##### ENTRIES SHOWN #####

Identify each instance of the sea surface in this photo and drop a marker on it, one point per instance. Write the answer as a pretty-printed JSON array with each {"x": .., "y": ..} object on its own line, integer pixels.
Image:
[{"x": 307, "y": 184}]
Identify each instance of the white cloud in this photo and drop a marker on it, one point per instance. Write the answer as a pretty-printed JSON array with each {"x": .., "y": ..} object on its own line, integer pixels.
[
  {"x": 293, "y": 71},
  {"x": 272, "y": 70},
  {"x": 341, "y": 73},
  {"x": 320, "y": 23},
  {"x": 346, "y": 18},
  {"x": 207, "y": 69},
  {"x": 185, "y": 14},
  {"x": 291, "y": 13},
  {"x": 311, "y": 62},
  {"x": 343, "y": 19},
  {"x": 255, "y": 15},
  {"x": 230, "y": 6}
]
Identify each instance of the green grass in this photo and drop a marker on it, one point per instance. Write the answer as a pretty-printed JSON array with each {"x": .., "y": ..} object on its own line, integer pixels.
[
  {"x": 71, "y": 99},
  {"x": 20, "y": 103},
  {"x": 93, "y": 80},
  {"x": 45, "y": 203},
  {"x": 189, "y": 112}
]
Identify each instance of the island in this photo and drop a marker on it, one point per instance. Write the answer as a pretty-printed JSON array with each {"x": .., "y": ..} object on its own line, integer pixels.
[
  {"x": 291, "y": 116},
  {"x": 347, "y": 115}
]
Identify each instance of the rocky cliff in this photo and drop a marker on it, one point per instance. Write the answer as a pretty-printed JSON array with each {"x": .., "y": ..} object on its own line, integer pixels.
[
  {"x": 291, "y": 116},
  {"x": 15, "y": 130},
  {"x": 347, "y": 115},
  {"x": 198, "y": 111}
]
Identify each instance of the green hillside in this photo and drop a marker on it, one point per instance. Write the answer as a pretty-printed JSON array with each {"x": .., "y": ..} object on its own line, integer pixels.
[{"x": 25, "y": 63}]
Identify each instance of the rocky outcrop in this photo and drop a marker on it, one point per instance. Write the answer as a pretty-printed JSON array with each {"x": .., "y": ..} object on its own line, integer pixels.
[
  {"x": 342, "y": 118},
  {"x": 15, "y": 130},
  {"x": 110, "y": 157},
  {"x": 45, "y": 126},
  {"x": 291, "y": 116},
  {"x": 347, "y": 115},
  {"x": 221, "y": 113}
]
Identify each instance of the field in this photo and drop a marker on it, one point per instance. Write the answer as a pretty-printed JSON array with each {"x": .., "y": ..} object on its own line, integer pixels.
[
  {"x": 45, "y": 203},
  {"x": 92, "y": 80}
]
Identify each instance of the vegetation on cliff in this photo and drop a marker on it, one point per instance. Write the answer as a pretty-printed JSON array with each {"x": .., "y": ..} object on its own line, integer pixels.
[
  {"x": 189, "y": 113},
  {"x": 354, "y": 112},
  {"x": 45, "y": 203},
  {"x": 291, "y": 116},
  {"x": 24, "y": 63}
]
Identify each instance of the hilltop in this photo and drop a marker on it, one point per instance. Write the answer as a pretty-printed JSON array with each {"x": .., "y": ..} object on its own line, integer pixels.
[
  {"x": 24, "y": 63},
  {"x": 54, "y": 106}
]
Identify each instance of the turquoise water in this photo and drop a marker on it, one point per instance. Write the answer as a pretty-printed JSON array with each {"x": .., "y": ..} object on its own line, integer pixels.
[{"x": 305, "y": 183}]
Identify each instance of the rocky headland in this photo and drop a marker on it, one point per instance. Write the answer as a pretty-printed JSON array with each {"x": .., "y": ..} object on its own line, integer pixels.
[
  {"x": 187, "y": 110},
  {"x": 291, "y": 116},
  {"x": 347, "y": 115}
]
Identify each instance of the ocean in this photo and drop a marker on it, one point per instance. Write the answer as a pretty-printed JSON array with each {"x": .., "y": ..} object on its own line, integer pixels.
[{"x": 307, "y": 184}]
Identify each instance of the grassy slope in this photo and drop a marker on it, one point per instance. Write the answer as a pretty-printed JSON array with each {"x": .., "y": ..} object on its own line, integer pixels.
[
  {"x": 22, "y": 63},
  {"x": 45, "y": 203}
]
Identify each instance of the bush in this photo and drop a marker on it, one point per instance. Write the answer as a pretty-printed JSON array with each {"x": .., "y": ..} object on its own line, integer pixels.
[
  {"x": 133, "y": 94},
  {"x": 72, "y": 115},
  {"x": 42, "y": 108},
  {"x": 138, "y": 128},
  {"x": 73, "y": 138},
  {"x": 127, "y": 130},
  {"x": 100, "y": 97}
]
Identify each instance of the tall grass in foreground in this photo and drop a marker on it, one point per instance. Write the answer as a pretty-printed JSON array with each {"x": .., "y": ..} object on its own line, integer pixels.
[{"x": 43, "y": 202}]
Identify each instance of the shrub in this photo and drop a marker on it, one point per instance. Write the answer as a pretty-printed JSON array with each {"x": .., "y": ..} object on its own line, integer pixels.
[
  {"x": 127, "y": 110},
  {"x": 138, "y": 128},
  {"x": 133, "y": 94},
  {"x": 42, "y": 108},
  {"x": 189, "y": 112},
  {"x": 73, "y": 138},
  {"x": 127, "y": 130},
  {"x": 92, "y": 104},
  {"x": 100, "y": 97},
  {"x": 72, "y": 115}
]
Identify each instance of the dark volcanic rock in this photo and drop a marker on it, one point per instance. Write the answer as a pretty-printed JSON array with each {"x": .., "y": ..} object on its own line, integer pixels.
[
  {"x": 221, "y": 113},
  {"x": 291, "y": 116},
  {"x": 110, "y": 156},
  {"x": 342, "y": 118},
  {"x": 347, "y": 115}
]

#####

WHAT TO DO -
Set down all the entries again, word for word.

WRITTEN SOLUTION -
Identify each instance of the sea surface in this photo and drop a marker on it, one point per instance. Write the answer as a pretty-printed JSON array with each {"x": .., "y": ..} object on its own line, integer pixels.
Image:
[{"x": 307, "y": 184}]
Identify each instance of the white cloud in this photo and drop a marker on it, one point per instance. Write the answer as a pretty-printed JSON array with each {"x": .., "y": ..} object on its own line, integer pixels.
[
  {"x": 293, "y": 71},
  {"x": 272, "y": 70},
  {"x": 341, "y": 73},
  {"x": 320, "y": 23},
  {"x": 346, "y": 18},
  {"x": 207, "y": 69},
  {"x": 185, "y": 14},
  {"x": 291, "y": 13},
  {"x": 311, "y": 62},
  {"x": 343, "y": 19},
  {"x": 255, "y": 15},
  {"x": 230, "y": 6}
]
Identify each instance of the green grass in this photo and drop a marker on it, one point per instance. Write the answer as a pretty-printed JSON array with each {"x": .., "y": ..} object on its own line, integer pixels.
[
  {"x": 71, "y": 99},
  {"x": 20, "y": 103},
  {"x": 93, "y": 80},
  {"x": 45, "y": 203},
  {"x": 189, "y": 112}
]
Identify each instance of the island in this photo and drop a marker on it, one point per instance. Write the answer as a pretty-printed JSON array with each {"x": .., "y": ..} object on its own line, integer pixels.
[
  {"x": 291, "y": 116},
  {"x": 347, "y": 115}
]
Identify each instance of the rocky cliff in this photo and drop a marker on it, one point per instance. Write the answer as a pretty-printed JSON array with each {"x": .., "y": ..} object on its own line, integer pixels.
[
  {"x": 291, "y": 116},
  {"x": 15, "y": 130},
  {"x": 347, "y": 115},
  {"x": 198, "y": 111}
]
Identify each instance of the green hillside in this photo and drop a marker on it, one point per instance. Write the answer as a pretty-printed JSON array with each {"x": .., "y": ..} object on its own line, integer pixels.
[{"x": 25, "y": 63}]
Identify each instance of the rocky outcrop in this photo and drop a marker on it, one point per instance. Write the answer as a pretty-printed JSON array with each {"x": .., "y": ..} object on its own line, integer pixels.
[
  {"x": 342, "y": 118},
  {"x": 15, "y": 130},
  {"x": 110, "y": 157},
  {"x": 45, "y": 126},
  {"x": 291, "y": 116},
  {"x": 347, "y": 115},
  {"x": 221, "y": 113}
]
Identify each instance of the field in this photo and drop a marker on it, one point per instance. Write the answer as a pretty-printed JSON array with each {"x": .., "y": ..} object on its own line, integer pixels.
[
  {"x": 45, "y": 203},
  {"x": 92, "y": 80}
]
Identify each instance of the vegetation on cliff in this photo and drop a marker on it, one point per instance. Write the answer as a pretty-printed JSON array with each {"x": .., "y": ..} object on its own line, integer pixels.
[
  {"x": 189, "y": 113},
  {"x": 354, "y": 112},
  {"x": 45, "y": 203},
  {"x": 291, "y": 116},
  {"x": 24, "y": 63}
]
Identify each instance of the hilltop in this photo and drop a marker on it, one point per instance. Write the answer as a pretty-printed JSON array with each {"x": .., "y": ..} object on its own line, integer pixels.
[
  {"x": 24, "y": 63},
  {"x": 54, "y": 106}
]
Identify each instance of the turquoise water in this photo and drop a marker on it, one point per instance. Write the answer as a pretty-printed JSON array with each {"x": .., "y": ..} object on its own line, integer pixels.
[{"x": 305, "y": 183}]
Identify each instance of the rocky headland in this photo and drop a marker on it, one point per instance. Write the answer as a pretty-printed JSON array with each {"x": .., "y": ..} object on its own line, integer pixels.
[
  {"x": 187, "y": 110},
  {"x": 291, "y": 116},
  {"x": 347, "y": 115}
]
Identify each instance of the ocean in this photo and drop a marker on it, one point per instance. Write the answer as a pretty-printed JSON array with each {"x": .., "y": ..} object on its own line, integer pixels.
[{"x": 307, "y": 184}]
Identify each instance of the grassy slope in this photo and drop a marker on it, one point per instance. Write the answer as a pretty-printed JSON array with each {"x": .., "y": ..} object on its own line, integer pixels.
[
  {"x": 22, "y": 63},
  {"x": 45, "y": 203}
]
Identify each instance of the bush in this photo and drop a marker on it, one point per instance. Write the answer as a pretty-printed JSON array with each {"x": .., "y": ..} object on its own line, integer pixels.
[
  {"x": 133, "y": 94},
  {"x": 72, "y": 115},
  {"x": 42, "y": 108},
  {"x": 138, "y": 128},
  {"x": 73, "y": 138},
  {"x": 127, "y": 130},
  {"x": 100, "y": 97}
]
Identify each instance of the tall grass in foreground in this photo and drop a marker on it, one point per instance. Write the answer as a pretty-printed JSON array with each {"x": .., "y": ..} object on its own line, integer pixels.
[{"x": 43, "y": 202}]
Identify each instance of the shrub in this photo and drop a marker on it, one point per instance. Write the answer as a pretty-printed JSON array with each {"x": .., "y": ..} object on its own line, integer pixels.
[
  {"x": 127, "y": 110},
  {"x": 138, "y": 128},
  {"x": 133, "y": 94},
  {"x": 42, "y": 108},
  {"x": 189, "y": 112},
  {"x": 73, "y": 138},
  {"x": 127, "y": 130},
  {"x": 92, "y": 104},
  {"x": 100, "y": 97},
  {"x": 72, "y": 115}
]
Identify each instance of the dark volcanic rock in this photo and drop a marker on it, one point per instance. Write the answer as a pretty-printed JSON array with each {"x": .., "y": ..} object on its own line, integer pixels.
[
  {"x": 221, "y": 113},
  {"x": 291, "y": 116},
  {"x": 110, "y": 156},
  {"x": 342, "y": 118},
  {"x": 347, "y": 115}
]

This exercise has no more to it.